Two heavyweights of the sport line up across from one another, the seemingly invincible defending champion on one side. On the other side stands the challenger, refusing to call address his opponent with his chosen name, having risen from the depths of despair. Soon it becomes obvious that the challenger is outmatched and the champion cruises to victory, toying with the upstart along the way. It’s the 22nd of November 1965 and Muhammed Ali punished former champion Floyd Patterson along the way to defending his title. Almost 50 years on, can the All Blacks emulate ‘the Greatest’ and repeat his trick?
The Phoney War
Over the last few days, every man and his dog have crowned the breakdown as where this game will be decided and anointed the Australian combination of Pocock and Hooper as the difference. The truth is that the breakdown will be important but the performance of the backrows won’t be the key to victory (in the game itself or at the breakdown) and neither will the “Pooper”. Rucks aren’t the only source of turnover ball, and knock-ons, lineout steals, or turning over a maul can provide just as much of an attacking platform.

EXERCISE GOAL: Continue the rugby match preview from the point where it stops.

Data excerpts:
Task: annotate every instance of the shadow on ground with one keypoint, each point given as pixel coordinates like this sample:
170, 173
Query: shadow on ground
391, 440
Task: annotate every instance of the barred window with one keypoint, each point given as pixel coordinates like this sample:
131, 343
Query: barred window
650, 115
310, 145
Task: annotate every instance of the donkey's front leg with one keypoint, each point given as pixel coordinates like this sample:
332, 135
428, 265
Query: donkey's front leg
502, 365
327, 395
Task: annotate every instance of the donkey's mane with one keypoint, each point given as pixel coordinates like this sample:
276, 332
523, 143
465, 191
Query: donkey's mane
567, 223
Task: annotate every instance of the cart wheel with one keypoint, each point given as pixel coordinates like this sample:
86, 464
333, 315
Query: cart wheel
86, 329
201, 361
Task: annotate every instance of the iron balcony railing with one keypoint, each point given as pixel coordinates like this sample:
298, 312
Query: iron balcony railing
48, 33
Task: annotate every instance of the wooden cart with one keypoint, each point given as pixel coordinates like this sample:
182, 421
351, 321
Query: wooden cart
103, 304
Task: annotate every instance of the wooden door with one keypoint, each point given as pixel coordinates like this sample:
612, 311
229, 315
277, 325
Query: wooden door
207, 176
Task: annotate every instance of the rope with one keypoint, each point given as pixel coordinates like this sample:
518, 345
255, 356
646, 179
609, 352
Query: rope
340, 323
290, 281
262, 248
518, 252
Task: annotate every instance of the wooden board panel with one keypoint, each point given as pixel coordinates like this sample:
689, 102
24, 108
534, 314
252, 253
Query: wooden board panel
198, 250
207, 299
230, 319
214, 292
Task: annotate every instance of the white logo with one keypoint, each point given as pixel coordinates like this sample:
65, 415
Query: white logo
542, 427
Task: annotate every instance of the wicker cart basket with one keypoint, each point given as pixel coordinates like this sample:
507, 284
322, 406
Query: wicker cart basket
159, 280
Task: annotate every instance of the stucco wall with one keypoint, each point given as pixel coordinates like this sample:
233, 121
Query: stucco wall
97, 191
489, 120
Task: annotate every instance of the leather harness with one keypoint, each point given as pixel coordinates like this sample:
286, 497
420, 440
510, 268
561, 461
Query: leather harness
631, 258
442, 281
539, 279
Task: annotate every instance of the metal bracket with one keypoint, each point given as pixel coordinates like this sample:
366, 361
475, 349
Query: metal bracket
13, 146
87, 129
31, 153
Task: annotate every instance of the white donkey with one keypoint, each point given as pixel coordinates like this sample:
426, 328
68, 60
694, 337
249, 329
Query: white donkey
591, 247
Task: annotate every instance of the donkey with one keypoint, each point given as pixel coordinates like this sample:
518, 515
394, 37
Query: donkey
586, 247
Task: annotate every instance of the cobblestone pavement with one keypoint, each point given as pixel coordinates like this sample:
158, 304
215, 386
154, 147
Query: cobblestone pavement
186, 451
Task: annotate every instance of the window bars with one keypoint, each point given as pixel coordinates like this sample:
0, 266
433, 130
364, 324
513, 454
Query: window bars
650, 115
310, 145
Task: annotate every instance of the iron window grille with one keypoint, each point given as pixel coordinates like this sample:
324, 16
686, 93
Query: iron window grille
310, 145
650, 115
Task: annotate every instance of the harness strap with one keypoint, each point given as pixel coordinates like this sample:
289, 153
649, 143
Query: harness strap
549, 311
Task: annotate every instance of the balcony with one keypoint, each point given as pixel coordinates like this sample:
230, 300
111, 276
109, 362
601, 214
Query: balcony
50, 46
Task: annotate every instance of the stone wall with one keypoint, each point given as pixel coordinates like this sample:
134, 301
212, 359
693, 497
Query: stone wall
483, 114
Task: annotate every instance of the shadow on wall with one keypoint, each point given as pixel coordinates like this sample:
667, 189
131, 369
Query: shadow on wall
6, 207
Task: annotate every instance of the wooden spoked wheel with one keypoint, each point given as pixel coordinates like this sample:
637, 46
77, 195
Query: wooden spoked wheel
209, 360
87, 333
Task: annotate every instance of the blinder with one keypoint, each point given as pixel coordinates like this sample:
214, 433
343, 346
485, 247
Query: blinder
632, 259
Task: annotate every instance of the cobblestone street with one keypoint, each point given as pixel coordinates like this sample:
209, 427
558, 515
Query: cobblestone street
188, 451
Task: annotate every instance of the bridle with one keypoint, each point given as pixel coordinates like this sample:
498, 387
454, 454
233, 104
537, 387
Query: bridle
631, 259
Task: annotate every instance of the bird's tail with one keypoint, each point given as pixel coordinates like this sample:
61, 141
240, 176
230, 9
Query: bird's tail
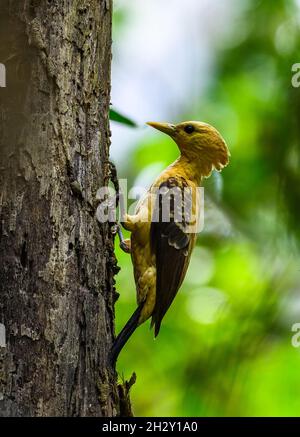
124, 335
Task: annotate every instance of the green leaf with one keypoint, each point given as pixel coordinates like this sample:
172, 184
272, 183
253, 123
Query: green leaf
120, 118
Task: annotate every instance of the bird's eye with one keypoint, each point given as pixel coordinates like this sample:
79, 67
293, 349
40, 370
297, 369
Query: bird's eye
189, 129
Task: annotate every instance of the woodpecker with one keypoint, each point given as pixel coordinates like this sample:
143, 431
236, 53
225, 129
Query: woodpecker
161, 248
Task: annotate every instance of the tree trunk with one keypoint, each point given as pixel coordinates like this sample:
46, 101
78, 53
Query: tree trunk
57, 262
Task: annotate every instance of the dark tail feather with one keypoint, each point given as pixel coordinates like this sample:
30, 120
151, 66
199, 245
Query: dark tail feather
124, 335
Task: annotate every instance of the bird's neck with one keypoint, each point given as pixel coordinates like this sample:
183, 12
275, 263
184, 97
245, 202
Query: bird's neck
190, 169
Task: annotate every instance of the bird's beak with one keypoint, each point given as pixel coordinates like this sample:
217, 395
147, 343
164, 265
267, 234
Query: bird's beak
167, 128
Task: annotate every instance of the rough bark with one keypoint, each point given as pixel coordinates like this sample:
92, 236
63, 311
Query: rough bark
56, 260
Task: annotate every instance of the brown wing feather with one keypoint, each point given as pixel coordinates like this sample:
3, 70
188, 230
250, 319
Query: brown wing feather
172, 248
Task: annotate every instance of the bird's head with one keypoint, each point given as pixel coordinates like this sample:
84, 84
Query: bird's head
198, 142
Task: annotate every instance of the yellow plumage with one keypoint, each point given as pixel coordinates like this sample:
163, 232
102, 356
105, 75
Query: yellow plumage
161, 251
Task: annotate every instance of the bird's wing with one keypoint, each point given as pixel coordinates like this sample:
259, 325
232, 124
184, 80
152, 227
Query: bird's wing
170, 243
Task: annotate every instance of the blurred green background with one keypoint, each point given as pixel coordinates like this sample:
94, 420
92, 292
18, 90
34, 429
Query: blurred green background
225, 344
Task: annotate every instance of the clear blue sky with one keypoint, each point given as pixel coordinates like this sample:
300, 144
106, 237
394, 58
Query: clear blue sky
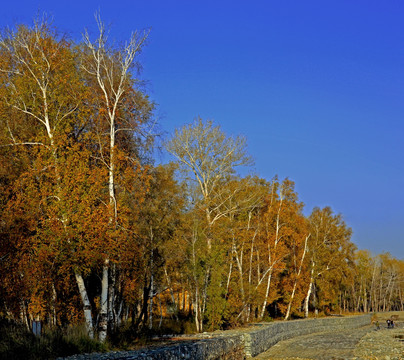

RESPONSE:
The great myth of the Wallabies is that they play with two openside flankers. They don’t – what they do differently is play their openside flanker at 8 and play a faster, smaller 6/8 at 7 and a traditional 6/8 at 6. The reality is that while Pocock is the preeminent fetcher in the world, Hooper isn’t strong over the ball and gets blown away from the breakdown far too often without slowing the ball down, let alone turning the ball over. Liam Gill is a much more accomplished option than Hooper if Michael Cheika wanted to play with two genuine fetchers in his back row but Hooper’s aggression and speed lets Cheika give Hooper the responsibility of chopping down ball carriers behind the gainline so that Pocock can come in on a dominant tackle to steal the ball away while the clearout focuses on Hooper to begin with. The dominant tackle is an important ingredient here – without it, the defensive line is bent and Pocock has to run back around the ruck and slow down before coming through the gate and competing. With a dominant tackle, Pocock can rush up in a straight line and arrive at the breakdown with speed before latching onto the ball. In 2011, the All Blacks eliminated Pocock as a threat by making him make the initial tackle and leaving him lying at the bottom of the ruck, unable to compete. On the face of it, playing Hooper prevents the All Blacks from using this ploy in the final but if Hooper and his teammates can’t make dominant tackles, the All Blacks will target quick clearouts before Pocock arrives, giving them the chance to run the ball at him around the fringes of the ruck.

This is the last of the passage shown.